*How to complete this task*: From the passage on the national animal ID plan below, extract everything from "The Board which" down to "those public agencies.", copying it word for word.

[[ Study text open ]]

That’s also the year when the Feds plan to implement a national ID card. In March the US Senate voted 100-0 to implement a national ID cards system in 2008.
Stewart says the NAIS plan assumes animals would be tracked in lots, which doesn’t make sense for small farms.
The Board which has been set up to administer NAIS represents only corporate agribusiness and marketing interests. So private information (from small farmers) is given to public agencies to be reviewed by other private parties (corporate farmers) who control those public agencies.
Feds just getting started
Jack Kittredge has a small farm in Barre, and is Social Action Coordinator for the Northeast Organic Farming Assoc-iation of Massachusetts
http://www.nofamass.org/index.php
“It suddenly came to dawn on people that the Federal government is serious about this,” he said. At present, small farmers face problems not so much from pending legislation, but from regulations and administration of existing legislation.
“In Massachusetts we have a very gung-ho Commissioner of Agricultural Resources...actively pursuing this” and “getting paid by the Feds to do this.”
The USDA has a pot of $33 million to subsidize State compliance with NAIS.
The State Commissioner of Agricultural Resources, Douglas Gillespie, has said that grazing animals outdoors would be prohibited if there is an outbreak of disease like Mad Cow. To Jack Kittredge, it’s crazy trying to combat Mad Cow, Avian Influenza and “terrorism” by applying NAIS to small organic farmers.
“In my mind [the reasons] don't make sense.” Why not test selectively for disease the way they do in Europe and Japan? Instead “the USDA has actually prohibited” private livestock operators from testing cows for the foreign market
To deal with Avian Influenza, they should be “going to the source, which is very large facilities”—factory farms where millions of genetically identical animals are confined in close proximity.

[[ Study text closed ]]
[[ Data to examine open ]]

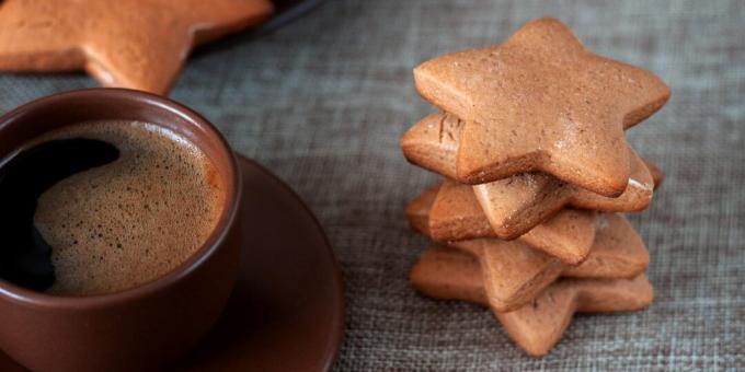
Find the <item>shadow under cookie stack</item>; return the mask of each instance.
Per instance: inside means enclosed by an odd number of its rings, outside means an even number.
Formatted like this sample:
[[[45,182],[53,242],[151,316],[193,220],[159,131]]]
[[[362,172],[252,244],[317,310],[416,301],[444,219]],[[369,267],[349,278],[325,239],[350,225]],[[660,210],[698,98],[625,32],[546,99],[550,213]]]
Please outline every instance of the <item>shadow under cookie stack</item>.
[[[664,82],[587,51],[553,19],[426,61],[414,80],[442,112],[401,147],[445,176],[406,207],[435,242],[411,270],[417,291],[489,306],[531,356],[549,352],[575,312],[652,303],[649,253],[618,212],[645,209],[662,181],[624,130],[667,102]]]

[[ Data to examine closed ]]
[[ Data to examine open ]]

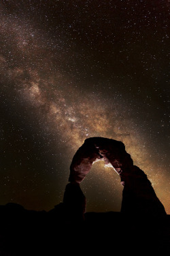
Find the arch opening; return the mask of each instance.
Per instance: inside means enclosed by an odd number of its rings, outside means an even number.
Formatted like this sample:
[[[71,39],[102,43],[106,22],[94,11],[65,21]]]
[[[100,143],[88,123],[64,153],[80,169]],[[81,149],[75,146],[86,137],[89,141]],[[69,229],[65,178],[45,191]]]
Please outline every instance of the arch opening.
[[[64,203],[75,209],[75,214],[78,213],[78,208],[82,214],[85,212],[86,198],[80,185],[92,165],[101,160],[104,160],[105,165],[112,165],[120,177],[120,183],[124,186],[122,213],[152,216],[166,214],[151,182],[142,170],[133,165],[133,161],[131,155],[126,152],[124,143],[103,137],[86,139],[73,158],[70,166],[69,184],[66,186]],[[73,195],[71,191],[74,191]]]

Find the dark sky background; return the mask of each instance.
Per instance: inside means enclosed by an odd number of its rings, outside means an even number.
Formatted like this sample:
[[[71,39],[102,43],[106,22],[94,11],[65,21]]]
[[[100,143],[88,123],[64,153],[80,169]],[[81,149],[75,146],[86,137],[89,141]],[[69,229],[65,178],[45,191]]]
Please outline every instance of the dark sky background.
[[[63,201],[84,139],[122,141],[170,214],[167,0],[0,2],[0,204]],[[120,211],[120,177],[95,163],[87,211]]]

[[ Data to examine closed ]]
[[ Data to examine open ]]

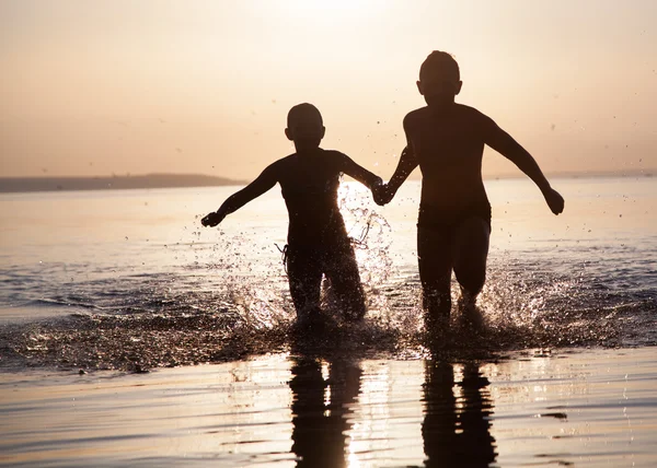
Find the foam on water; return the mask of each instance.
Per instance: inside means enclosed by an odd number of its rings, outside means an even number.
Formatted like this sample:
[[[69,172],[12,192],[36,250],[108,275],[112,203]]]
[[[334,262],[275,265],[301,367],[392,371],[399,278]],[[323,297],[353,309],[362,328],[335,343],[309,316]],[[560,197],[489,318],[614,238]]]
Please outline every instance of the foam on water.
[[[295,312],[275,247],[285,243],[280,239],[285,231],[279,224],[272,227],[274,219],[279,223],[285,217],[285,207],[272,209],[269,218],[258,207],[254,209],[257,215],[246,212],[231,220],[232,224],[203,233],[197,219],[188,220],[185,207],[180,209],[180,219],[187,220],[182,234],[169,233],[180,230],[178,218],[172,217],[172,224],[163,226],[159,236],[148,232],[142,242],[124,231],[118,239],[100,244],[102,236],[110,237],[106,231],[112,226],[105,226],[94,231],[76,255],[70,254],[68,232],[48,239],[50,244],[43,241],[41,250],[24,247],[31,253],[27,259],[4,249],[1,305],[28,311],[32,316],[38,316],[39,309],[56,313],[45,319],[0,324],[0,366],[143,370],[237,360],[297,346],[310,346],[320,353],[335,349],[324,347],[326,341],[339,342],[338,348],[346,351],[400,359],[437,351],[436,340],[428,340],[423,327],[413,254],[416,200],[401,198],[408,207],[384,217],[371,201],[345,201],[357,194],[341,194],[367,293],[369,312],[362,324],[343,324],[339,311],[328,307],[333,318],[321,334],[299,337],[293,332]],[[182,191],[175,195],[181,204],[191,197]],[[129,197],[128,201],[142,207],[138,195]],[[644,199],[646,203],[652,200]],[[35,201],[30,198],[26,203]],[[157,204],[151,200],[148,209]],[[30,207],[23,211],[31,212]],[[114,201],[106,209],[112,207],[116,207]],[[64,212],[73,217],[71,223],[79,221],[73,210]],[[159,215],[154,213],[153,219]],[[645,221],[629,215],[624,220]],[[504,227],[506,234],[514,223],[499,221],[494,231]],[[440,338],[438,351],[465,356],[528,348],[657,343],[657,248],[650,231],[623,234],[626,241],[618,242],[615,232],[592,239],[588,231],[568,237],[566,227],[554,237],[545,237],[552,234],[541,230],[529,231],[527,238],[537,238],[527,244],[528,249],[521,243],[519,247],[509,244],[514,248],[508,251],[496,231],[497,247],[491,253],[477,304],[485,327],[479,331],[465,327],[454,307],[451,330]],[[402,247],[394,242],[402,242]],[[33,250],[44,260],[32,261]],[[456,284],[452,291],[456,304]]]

[[ Data to examine closed ]]

*Answer for this exercise*:
The Board which has been set up to administer NAIS represents only corporate agribusiness and marketing interests. So private information (from small farmers) is given to public agencies to be reviewed by other private parties (corporate farmers) who control those public agencies.